Your objective = Repeat each entry as written, dropping any picture you find.

Object point labels

□ □ □ □ □ □ □

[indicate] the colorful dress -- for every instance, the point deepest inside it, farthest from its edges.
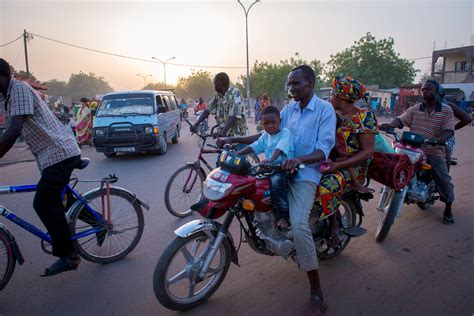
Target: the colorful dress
(333, 185)
(84, 124)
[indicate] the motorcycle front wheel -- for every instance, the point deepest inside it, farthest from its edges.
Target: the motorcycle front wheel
(176, 280)
(389, 211)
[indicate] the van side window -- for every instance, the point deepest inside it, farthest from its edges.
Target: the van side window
(159, 102)
(174, 106)
(166, 102)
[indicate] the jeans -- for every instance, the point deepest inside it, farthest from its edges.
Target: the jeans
(279, 195)
(49, 207)
(301, 200)
(443, 182)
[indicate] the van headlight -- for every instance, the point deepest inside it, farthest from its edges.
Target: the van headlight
(215, 190)
(99, 132)
(151, 130)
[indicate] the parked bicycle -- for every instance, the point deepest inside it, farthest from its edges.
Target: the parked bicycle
(184, 187)
(106, 223)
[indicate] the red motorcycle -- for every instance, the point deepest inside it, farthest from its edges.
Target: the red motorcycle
(194, 265)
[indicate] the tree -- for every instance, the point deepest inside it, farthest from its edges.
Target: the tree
(198, 84)
(87, 85)
(157, 86)
(270, 79)
(373, 61)
(57, 87)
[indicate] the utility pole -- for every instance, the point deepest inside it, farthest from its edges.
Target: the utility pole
(25, 41)
(246, 11)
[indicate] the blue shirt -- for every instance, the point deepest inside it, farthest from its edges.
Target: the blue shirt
(313, 128)
(268, 143)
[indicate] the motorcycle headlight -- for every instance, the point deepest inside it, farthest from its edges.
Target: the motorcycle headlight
(215, 190)
(99, 132)
(413, 155)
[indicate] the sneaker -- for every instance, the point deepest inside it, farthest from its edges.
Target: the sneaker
(62, 265)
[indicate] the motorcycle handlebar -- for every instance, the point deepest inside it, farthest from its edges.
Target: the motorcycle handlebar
(275, 167)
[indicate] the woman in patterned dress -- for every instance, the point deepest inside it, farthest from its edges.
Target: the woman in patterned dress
(356, 136)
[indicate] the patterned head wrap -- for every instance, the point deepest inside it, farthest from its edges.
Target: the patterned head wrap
(349, 89)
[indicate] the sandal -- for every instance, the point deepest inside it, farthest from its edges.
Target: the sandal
(62, 265)
(316, 302)
(283, 223)
(448, 219)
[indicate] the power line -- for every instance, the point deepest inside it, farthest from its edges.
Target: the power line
(12, 41)
(420, 58)
(127, 57)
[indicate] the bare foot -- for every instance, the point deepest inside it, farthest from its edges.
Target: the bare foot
(315, 307)
(282, 223)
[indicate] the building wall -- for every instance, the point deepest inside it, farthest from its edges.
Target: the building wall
(452, 59)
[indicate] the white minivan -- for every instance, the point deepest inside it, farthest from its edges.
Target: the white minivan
(136, 121)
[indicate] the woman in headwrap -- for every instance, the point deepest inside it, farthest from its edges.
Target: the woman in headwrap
(355, 135)
(84, 123)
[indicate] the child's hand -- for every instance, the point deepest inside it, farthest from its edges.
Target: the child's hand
(333, 167)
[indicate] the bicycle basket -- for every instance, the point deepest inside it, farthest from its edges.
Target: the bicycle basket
(231, 162)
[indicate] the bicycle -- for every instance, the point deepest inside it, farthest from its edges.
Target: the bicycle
(112, 215)
(185, 185)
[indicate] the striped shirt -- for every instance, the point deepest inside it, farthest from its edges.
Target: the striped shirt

□ □ □ □ □ □ □

Problem solution =
[indicate] the colorful dress -- for every instance, the point deepest inside it, farthest from its edges.
Target: the colorful dress
(333, 185)
(84, 124)
[indicate] the motorcycle front wheel -- for every instance, the point deepest inside it, farthest from its edges.
Target: the motorcycle front wheel
(176, 280)
(389, 211)
[indicate] the van side window -- for every instance, the point deepest inside it, farthest from its edges.
Target: the van side window
(159, 102)
(174, 106)
(166, 102)
[indicate] the jeans -- for every instance, the point deepest inside it, farthest from its edges.
Target: the jeans
(279, 195)
(49, 207)
(301, 200)
(443, 182)
[indicate] the van headlight -- for every instance, the point deepest inside it, farthest from its edges.
Target: the van headlight
(215, 190)
(99, 132)
(151, 130)
[indicate] the parked bicycle -- for every instance, the point deepest inside it, farthest from its edges.
Target: the parked bicycle
(184, 187)
(106, 223)
[indicate] the red motorcycle -- for every instance, the point deepest inside it, farthest from its edges.
Target: the red motorcycle
(194, 265)
[indicate] the tree -- for every instance, the point deepest inside it, farthest from its edges.
Target: the tree
(198, 84)
(87, 85)
(157, 86)
(270, 79)
(373, 61)
(57, 87)
[indicate] the utility pole -- for every instance, the point deepest inside it, farthest from its edges.
Target: the utility pole
(25, 41)
(246, 11)
[indicate] the blue shirt -- for every instance, the point deepest inside it, farthest from its edges.
Target: the blue shirt
(313, 128)
(268, 143)
[indicate] the motorcycle headlight -- for every instance, the point deepest inside it, farthest from its edges.
Target: the motorcycle headlight
(215, 190)
(99, 132)
(413, 155)
[indicate] the sneaker -- for every instance, the point deepest inside it, farthest from its edges.
Target: the sneaker
(62, 265)
[indicate] the motorcycle handlebar -- for every instance, the point deepest inside it, farthest from its edges.
Target: the motorcycle handlebar
(275, 167)
[indicate] the woman in patterned dress -- for every instance, the point deepest inside it, farthest from its edges.
Target: the woman in patterned dress
(356, 136)
[indicate] the patterned head wrap -- for every instance, the point deepest inside it, farthest from its edges.
Target: the patterned head wrap
(349, 89)
[indicate] the sandal -- for every instance, the point deepest inside it, farthest from its edges.
Target: the sandal
(62, 265)
(316, 302)
(283, 223)
(448, 219)
[indicate] the power line -- for every instance, the point deepest inside it, farthest from its edges.
Target: the power line
(12, 41)
(420, 58)
(127, 57)
[indicate] the bare foot -- for every instance, the point deepest inside it, farthest from its edges.
Target: the bare foot
(315, 307)
(282, 223)
[indicate] the building wall -- for every instance, the point deepest inside it, farthest from its edges.
Target: the building wall
(452, 59)
[indicate] the white minivan -- for every instance, the point deepest inside it, farthest from its edges.
Target: the white minivan
(136, 121)
[indicate] the woman in headwrap -- for every instance, the point deepest inside it, farthest from its edges.
Target: the woman in headwrap
(355, 135)
(84, 123)
[indicate] the child's hand -- for every instance, the point deepest inside it, farthest from its edges.
Target: the child's hand
(333, 167)
[indicate] the bicycle basket -- for every instance, the point deepest inside it, farthest from its edges.
Target: the bicycle basket
(231, 162)
[indicate] the bicycle -- for every instance, the point deepest inside it, farthest from its edges.
Target: the bicycle
(112, 215)
(185, 185)
[indicate] the striped shirt -- for every instance, the point deepest inside it, farthest from its edges.
Target: the striped shirt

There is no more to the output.